## [What you should do]
Please copy all the lines that follow, word for word.

## [Provided material]

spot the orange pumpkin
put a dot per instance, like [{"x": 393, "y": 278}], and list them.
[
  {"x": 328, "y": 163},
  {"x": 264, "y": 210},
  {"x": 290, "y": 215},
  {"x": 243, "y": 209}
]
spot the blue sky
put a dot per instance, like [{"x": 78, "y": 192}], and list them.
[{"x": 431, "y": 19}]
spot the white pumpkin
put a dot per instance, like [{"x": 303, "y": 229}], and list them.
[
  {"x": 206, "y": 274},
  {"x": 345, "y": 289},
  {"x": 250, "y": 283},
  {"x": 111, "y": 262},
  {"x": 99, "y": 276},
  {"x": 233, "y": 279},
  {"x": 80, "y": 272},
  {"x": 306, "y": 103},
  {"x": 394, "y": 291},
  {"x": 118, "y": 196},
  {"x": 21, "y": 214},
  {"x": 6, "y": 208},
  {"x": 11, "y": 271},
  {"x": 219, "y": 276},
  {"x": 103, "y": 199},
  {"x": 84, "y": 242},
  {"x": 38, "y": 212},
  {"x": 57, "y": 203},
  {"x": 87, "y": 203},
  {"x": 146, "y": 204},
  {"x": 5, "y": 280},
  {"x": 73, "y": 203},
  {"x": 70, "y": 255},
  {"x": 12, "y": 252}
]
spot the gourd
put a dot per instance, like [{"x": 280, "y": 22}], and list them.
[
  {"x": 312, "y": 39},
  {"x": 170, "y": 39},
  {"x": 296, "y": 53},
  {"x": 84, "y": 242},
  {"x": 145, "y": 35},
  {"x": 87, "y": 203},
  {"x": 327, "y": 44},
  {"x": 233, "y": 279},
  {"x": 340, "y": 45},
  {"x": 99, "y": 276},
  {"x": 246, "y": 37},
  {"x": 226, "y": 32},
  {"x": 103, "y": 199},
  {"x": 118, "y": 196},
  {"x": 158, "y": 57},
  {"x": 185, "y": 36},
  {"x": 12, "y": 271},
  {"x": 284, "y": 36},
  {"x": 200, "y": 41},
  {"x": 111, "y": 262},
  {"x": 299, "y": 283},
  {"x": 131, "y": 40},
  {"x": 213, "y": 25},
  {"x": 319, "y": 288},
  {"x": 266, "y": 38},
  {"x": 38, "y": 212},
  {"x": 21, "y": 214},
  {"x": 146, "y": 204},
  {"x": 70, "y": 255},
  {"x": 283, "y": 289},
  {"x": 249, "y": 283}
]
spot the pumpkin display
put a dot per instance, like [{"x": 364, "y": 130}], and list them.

## [Answer to the exercise]
spot the orange pumpkin
put a dot per instance, like [{"x": 393, "y": 278}], and list them.
[
  {"x": 328, "y": 163},
  {"x": 264, "y": 210},
  {"x": 290, "y": 215},
  {"x": 243, "y": 209}
]
spot the blue sky
put a dot per instance, like [{"x": 78, "y": 192}], and list them.
[{"x": 431, "y": 19}]
spot the white pumpkin
put a dot per instance, like [{"x": 303, "y": 229}], and list them.
[
  {"x": 206, "y": 274},
  {"x": 345, "y": 289},
  {"x": 250, "y": 283},
  {"x": 111, "y": 262},
  {"x": 99, "y": 276},
  {"x": 233, "y": 279},
  {"x": 80, "y": 272},
  {"x": 306, "y": 103},
  {"x": 394, "y": 291},
  {"x": 118, "y": 196},
  {"x": 21, "y": 214},
  {"x": 6, "y": 208},
  {"x": 11, "y": 271},
  {"x": 219, "y": 276},
  {"x": 103, "y": 199},
  {"x": 84, "y": 242},
  {"x": 38, "y": 212},
  {"x": 57, "y": 203},
  {"x": 87, "y": 203},
  {"x": 146, "y": 204},
  {"x": 5, "y": 280},
  {"x": 73, "y": 203},
  {"x": 70, "y": 255},
  {"x": 12, "y": 252}
]
spot the gourd
put a dot per instance, like [{"x": 280, "y": 22}], and list them.
[
  {"x": 312, "y": 39},
  {"x": 170, "y": 39},
  {"x": 296, "y": 53},
  {"x": 84, "y": 242},
  {"x": 145, "y": 35},
  {"x": 87, "y": 203},
  {"x": 327, "y": 44},
  {"x": 233, "y": 279},
  {"x": 340, "y": 45},
  {"x": 99, "y": 276},
  {"x": 246, "y": 37},
  {"x": 226, "y": 32},
  {"x": 103, "y": 199},
  {"x": 118, "y": 196},
  {"x": 158, "y": 57},
  {"x": 185, "y": 36},
  {"x": 12, "y": 271},
  {"x": 284, "y": 36},
  {"x": 200, "y": 41},
  {"x": 111, "y": 262},
  {"x": 299, "y": 283},
  {"x": 131, "y": 40},
  {"x": 213, "y": 25},
  {"x": 319, "y": 288},
  {"x": 266, "y": 38},
  {"x": 38, "y": 212},
  {"x": 21, "y": 214},
  {"x": 146, "y": 204},
  {"x": 70, "y": 255},
  {"x": 283, "y": 289},
  {"x": 249, "y": 283}
]
spot the pumpkin display
put a dot per instance, like [{"x": 364, "y": 130}], and list them.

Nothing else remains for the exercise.